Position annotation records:

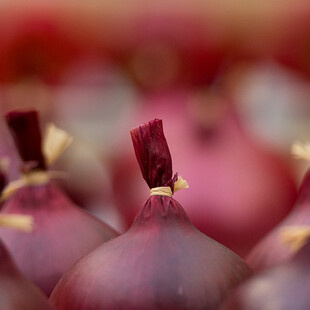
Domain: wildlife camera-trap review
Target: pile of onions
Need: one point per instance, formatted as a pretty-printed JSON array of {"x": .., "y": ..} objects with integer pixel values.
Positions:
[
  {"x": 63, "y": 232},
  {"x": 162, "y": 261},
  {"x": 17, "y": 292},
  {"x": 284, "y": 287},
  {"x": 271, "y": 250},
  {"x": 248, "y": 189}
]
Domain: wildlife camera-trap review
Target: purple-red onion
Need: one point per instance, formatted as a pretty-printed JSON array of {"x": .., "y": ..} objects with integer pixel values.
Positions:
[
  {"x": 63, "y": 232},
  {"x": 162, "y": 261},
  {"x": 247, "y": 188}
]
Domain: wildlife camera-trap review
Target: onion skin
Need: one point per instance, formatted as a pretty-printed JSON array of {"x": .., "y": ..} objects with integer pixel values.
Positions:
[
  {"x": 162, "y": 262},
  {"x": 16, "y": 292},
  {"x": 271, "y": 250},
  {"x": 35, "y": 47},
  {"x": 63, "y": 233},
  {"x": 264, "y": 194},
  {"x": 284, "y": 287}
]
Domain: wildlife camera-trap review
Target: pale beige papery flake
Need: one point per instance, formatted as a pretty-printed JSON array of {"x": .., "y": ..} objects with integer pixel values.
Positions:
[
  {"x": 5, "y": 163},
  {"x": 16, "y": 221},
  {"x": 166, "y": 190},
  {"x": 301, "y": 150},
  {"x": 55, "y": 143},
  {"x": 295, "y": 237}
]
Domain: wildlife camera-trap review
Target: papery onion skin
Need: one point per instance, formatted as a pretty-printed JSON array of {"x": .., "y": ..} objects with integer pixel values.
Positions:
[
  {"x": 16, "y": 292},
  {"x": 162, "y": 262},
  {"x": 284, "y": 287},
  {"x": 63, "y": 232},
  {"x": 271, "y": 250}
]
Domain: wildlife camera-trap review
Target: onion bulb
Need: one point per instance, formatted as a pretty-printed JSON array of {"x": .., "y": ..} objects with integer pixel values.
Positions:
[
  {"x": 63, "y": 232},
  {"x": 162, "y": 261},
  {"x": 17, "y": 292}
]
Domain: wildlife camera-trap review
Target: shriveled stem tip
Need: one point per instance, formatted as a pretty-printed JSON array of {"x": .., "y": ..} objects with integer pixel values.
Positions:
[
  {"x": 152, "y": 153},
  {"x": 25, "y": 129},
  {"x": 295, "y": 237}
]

---

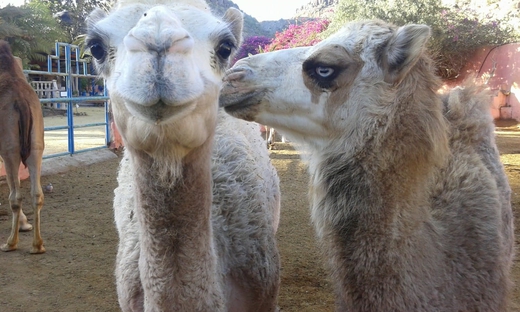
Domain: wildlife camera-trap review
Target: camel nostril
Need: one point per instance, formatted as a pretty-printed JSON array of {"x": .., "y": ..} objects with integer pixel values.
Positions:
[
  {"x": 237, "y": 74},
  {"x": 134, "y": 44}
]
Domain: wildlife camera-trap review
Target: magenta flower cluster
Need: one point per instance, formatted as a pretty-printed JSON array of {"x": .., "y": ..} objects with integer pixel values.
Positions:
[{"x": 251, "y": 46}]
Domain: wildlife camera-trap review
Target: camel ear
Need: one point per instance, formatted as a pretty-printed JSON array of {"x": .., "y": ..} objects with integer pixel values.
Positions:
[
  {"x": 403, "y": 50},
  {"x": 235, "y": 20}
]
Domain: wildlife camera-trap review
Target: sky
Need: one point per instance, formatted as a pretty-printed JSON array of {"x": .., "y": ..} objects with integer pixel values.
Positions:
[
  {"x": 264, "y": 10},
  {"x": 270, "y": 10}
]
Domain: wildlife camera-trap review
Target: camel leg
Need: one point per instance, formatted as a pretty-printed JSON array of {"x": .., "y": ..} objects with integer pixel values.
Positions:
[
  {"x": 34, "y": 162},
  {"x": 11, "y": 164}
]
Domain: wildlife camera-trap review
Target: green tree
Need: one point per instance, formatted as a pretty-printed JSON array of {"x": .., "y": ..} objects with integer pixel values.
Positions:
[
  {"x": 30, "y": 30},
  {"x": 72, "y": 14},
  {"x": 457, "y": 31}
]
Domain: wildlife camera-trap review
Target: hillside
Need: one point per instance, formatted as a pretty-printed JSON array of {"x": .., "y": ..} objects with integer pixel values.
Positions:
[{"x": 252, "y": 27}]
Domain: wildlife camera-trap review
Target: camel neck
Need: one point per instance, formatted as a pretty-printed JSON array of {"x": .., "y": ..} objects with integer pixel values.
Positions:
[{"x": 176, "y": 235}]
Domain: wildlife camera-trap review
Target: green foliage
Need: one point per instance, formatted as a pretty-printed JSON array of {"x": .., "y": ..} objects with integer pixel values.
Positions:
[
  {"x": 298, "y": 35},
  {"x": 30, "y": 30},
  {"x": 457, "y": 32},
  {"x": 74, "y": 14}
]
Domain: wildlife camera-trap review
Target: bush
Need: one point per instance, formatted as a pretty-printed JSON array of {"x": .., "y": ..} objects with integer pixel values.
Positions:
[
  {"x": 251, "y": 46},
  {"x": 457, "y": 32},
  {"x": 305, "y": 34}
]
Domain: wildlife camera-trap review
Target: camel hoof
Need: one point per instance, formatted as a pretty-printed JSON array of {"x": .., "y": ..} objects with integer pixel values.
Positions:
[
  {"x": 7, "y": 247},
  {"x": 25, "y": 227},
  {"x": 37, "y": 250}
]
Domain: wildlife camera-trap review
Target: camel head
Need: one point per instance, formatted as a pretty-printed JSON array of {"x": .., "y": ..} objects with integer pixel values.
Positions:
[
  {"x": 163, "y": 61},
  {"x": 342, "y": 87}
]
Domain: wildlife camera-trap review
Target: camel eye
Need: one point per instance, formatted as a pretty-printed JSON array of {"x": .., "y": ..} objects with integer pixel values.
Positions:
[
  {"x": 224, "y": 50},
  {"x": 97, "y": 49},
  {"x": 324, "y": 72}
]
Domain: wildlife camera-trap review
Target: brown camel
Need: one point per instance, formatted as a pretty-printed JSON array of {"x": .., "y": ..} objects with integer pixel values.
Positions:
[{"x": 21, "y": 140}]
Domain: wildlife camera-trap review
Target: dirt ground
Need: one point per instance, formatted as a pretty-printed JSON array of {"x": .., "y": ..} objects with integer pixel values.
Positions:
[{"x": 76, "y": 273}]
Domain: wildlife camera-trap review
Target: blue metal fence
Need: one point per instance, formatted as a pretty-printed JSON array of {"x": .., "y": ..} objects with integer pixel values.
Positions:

• _DIRECTIONS FOR THIS TASK_:
Locate every line in the data above that contains the word "skin", and copy each of those lines. Case counts, so match the word only where its capitalization is the same.

• _FULL OUTPUT_:
Target: onion skin
Target: papery onion skin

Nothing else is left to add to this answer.